Your assignment:
Using the material that follows, identify and copy each line with the string "clicks".

Exercise inputs:
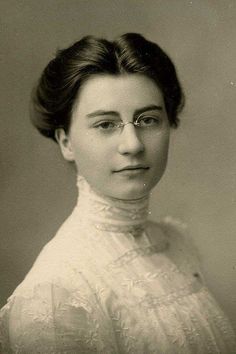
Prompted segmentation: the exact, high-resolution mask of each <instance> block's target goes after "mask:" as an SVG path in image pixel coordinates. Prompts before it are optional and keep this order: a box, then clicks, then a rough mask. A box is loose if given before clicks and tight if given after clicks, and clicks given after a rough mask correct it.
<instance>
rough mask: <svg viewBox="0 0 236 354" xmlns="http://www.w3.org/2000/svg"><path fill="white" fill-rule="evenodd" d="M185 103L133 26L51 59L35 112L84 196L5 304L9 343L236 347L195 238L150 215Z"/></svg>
mask: <svg viewBox="0 0 236 354" xmlns="http://www.w3.org/2000/svg"><path fill="white" fill-rule="evenodd" d="M182 106H183V94H182V91H181V87H180V84H179V81H178V78H177V75H176V71H175V68H174V65H173V63H172V62H171V60H170V59H169V57H168V56H167V55H166V54H165V53H164V52H163V51H162V50H161V49H160V48H159V47H158V46H157V45H156V44H154V43H152V42H149V41H147V40H146V39H144V38H143V37H142V36H141V35H138V34H132V33H128V34H125V35H123V36H121V37H120V38H118V39H117V40H116V41H114V42H110V41H107V40H103V39H97V38H94V37H85V38H83V39H82V40H80V41H78V42H77V43H75V44H74V45H72V46H71V47H69V48H68V49H65V50H62V51H59V52H58V54H57V56H56V57H55V59H53V60H52V61H51V62H50V63H49V64H48V66H47V67H46V69H45V70H44V72H43V74H42V77H41V80H40V82H39V84H38V87H37V90H36V91H35V95H34V108H35V114H34V124H35V126H36V127H37V128H38V130H39V131H40V132H41V133H42V134H43V135H45V136H47V137H49V138H52V139H53V140H55V141H56V142H57V143H58V144H59V146H60V149H61V152H62V154H63V156H64V158H65V159H66V160H68V161H73V162H75V165H76V167H77V172H78V188H79V198H78V203H77V205H76V206H75V208H74V210H73V212H72V214H71V215H70V216H69V218H68V219H67V220H66V221H65V223H64V224H63V225H62V227H61V228H60V229H59V231H58V233H57V234H56V236H55V237H54V238H53V239H52V240H51V241H50V242H49V243H48V244H47V245H46V246H45V247H44V249H43V250H42V252H41V253H40V255H39V257H38V258H37V260H36V262H35V264H34V265H33V267H32V269H31V270H30V272H29V273H28V275H27V276H26V278H25V279H24V281H23V282H22V283H21V284H20V285H19V286H18V288H17V289H16V290H15V292H14V293H13V295H12V296H11V297H10V298H9V299H8V303H7V305H5V307H4V308H3V309H2V311H1V326H0V328H1V337H0V338H1V340H0V342H1V348H2V352H3V353H109V354H110V353H122V354H123V353H140V354H141V353H142V354H143V353H175V354H176V353H181V354H182V353H188V354H189V353H201V354H204V353H214V354H215V353H227V354H229V353H235V351H236V345H235V338H234V334H233V331H232V329H231V327H230V324H229V322H228V320H227V319H226V317H225V316H224V314H223V313H222V311H221V310H220V309H219V307H218V305H217V304H216V302H215V300H214V299H213V298H212V296H211V295H210V294H209V292H208V290H207V289H206V287H205V285H204V284H203V282H202V279H201V276H200V270H199V266H198V262H197V257H196V255H195V251H194V249H193V248H192V247H191V246H190V245H189V243H188V242H187V241H186V239H185V238H184V236H183V235H182V234H181V232H180V228H179V227H178V225H176V224H175V223H172V222H170V221H166V222H159V223H154V222H151V221H148V220H147V216H148V200H149V196H150V192H151V190H152V188H153V187H154V186H155V185H156V184H157V183H158V182H159V180H160V179H161V177H162V175H163V173H164V171H165V168H166V162H167V156H168V146H169V137H170V131H171V128H172V127H177V125H178V117H177V116H178V113H179V112H180V110H181V108H182Z"/></svg>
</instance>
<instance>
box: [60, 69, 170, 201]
mask: <svg viewBox="0 0 236 354" xmlns="http://www.w3.org/2000/svg"><path fill="white" fill-rule="evenodd" d="M136 119H137V121H138V122H139V123H140V125H141V126H139V127H137V126H134V125H133V124H126V125H125V126H123V127H119V123H122V122H123V123H130V122H134V121H136ZM117 125H118V126H117ZM169 134H170V127H169V121H168V117H167V113H166V109H165V104H164V100H163V96H162V92H161V90H160V89H159V88H158V87H157V85H156V84H155V83H154V82H153V81H152V80H151V79H149V78H148V77H146V76H143V75H140V74H127V75H123V76H122V75H120V76H113V75H100V76H94V77H92V78H90V79H89V80H88V81H87V82H86V83H85V84H84V86H83V87H82V88H81V90H80V93H79V96H78V98H77V101H76V102H75V104H74V109H73V113H72V120H71V126H70V131H69V133H68V135H67V136H66V135H65V134H64V132H63V131H59V132H58V142H59V144H60V146H61V149H62V153H63V155H64V157H65V158H66V159H67V160H70V161H75V163H76V166H77V170H78V173H79V174H80V175H82V176H84V177H85V179H86V180H87V181H88V182H89V184H90V185H91V186H92V188H93V189H94V190H96V191H97V192H100V193H102V194H103V195H105V196H109V197H114V198H118V199H124V200H133V199H139V198H141V197H143V196H145V195H146V194H148V193H149V192H150V190H151V189H152V188H153V187H154V186H155V185H156V184H157V183H158V181H159V180H160V178H161V176H162V175H163V173H164V171H165V167H166V162H167V155H168V146H169Z"/></svg>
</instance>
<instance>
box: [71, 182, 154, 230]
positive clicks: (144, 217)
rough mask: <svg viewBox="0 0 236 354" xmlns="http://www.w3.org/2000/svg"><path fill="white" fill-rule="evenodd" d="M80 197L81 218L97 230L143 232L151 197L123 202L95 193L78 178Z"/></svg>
mask: <svg viewBox="0 0 236 354" xmlns="http://www.w3.org/2000/svg"><path fill="white" fill-rule="evenodd" d="M77 186H78V189H79V197H78V203H77V210H78V211H79V213H80V216H81V217H82V218H83V219H85V220H86V221H87V222H89V223H91V224H92V225H94V226H95V227H96V228H97V229H101V230H106V231H113V232H114V231H117V232H126V231H127V232H133V231H135V232H137V231H138V230H143V229H144V227H145V224H146V221H147V217H148V214H149V213H148V205H149V195H148V196H145V197H143V198H140V199H137V200H121V199H116V198H112V197H108V196H104V195H102V194H100V193H99V192H97V191H95V190H94V189H93V188H92V187H91V186H90V185H89V184H88V182H87V181H86V180H85V178H84V177H82V176H78V178H77Z"/></svg>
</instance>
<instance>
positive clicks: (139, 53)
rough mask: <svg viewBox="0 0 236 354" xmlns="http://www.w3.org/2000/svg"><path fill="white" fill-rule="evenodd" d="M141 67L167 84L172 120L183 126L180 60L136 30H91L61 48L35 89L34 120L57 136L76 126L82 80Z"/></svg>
mask: <svg viewBox="0 0 236 354" xmlns="http://www.w3.org/2000/svg"><path fill="white" fill-rule="evenodd" d="M123 73H129V74H135V73H140V74H144V75H145V76H147V77H149V78H151V79H152V80H154V81H155V82H156V84H157V85H158V87H159V88H160V89H161V91H162V93H163V97H164V101H165V105H166V110H167V114H168V119H169V122H170V125H171V126H173V127H177V126H178V123H179V119H178V113H179V112H180V111H181V109H182V107H183V104H184V96H183V92H182V89H181V86H180V83H179V81H178V78H177V74H176V70H175V67H174V64H173V63H172V61H171V60H170V58H169V57H168V56H167V54H165V53H164V51H163V50H162V49H161V48H160V47H159V46H158V45H157V44H155V43H153V42H150V41H148V40H146V39H145V38H144V37H143V36H141V35H140V34H136V33H126V34H124V35H122V36H121V37H119V38H118V39H116V40H115V41H108V40H106V39H101V38H96V37H93V36H86V37H84V38H82V39H81V40H80V41H78V42H76V43H74V44H73V45H72V46H70V47H68V48H67V49H64V50H59V51H58V52H57V55H56V57H55V58H54V59H52V60H51V61H50V62H49V64H48V65H47V67H46V68H45V69H44V71H43V73H42V76H41V78H40V80H39V83H38V85H37V87H36V88H35V90H34V91H33V97H32V103H33V106H32V107H33V111H32V114H31V120H32V122H33V124H34V126H35V127H36V128H37V129H38V130H39V131H40V133H41V134H43V135H44V136H46V137H49V138H52V139H53V140H55V136H54V135H55V130H56V129H57V128H64V130H65V131H66V132H68V130H69V127H70V120H71V113H72V108H73V104H74V102H75V99H76V97H77V94H78V91H79V89H80V87H81V85H82V84H84V82H85V81H86V80H88V79H89V78H90V77H91V76H94V75H97V74H111V75H121V74H123Z"/></svg>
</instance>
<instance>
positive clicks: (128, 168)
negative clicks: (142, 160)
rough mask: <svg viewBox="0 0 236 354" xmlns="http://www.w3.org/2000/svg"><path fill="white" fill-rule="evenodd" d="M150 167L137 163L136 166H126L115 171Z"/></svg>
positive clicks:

Solution to the problem:
Prompted segmentation: the exact, high-resolution mask of each <instance> block's target goes after "mask:" as an SVG path in image pixel coordinates. Prompts before it are optional and keep this order: a box, then clicks, then a rough mask. A box is loose if given before clicks and tight if given after clicks, and clicks given after a rough mask correct it.
positive clicks: (144, 217)
positive clicks: (139, 53)
positive clicks: (128, 168)
negative clicks: (142, 160)
positive clicks:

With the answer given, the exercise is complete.